**DESCRIPTION OF THE TASK:**
Switch "shelf-audit log" to "field survey notes" throughout the data below, leaving everything else unchanged. Omit the pictures from your answer.

◇ ◇ ◇ ◇

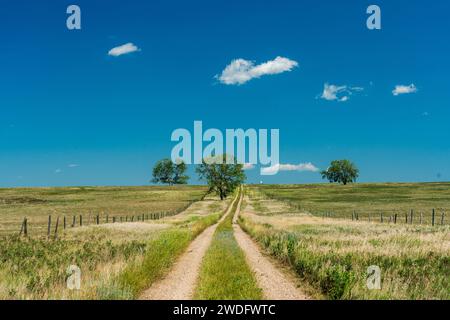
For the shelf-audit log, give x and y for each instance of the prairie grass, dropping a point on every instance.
(116, 260)
(374, 200)
(224, 273)
(38, 203)
(333, 254)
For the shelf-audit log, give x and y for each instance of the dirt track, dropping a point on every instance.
(180, 283)
(277, 284)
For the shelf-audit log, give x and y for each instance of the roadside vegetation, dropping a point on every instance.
(224, 274)
(36, 204)
(375, 200)
(116, 260)
(333, 255)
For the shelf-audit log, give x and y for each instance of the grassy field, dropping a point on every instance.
(38, 203)
(375, 199)
(224, 274)
(333, 255)
(117, 260)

◇ ◇ ◇ ◇

**TASK RESPONSE:**
For the field survey notes, give x and y for each instance of the prairie grass, dropping a point on every instance.
(116, 260)
(374, 200)
(224, 273)
(38, 203)
(333, 254)
For the field survey notes, give x and y for each instance of the dirt track, dropping a point on every instance.
(180, 283)
(277, 284)
For the field survey notes, give x and y for each instance of the roadside vegetation, dropping a point on every instance.
(224, 274)
(36, 204)
(375, 200)
(116, 260)
(333, 255)
For the field survey notes, give x and y for each instance of the grassy field, dropping a point on every instance.
(38, 203)
(375, 199)
(224, 274)
(333, 255)
(117, 260)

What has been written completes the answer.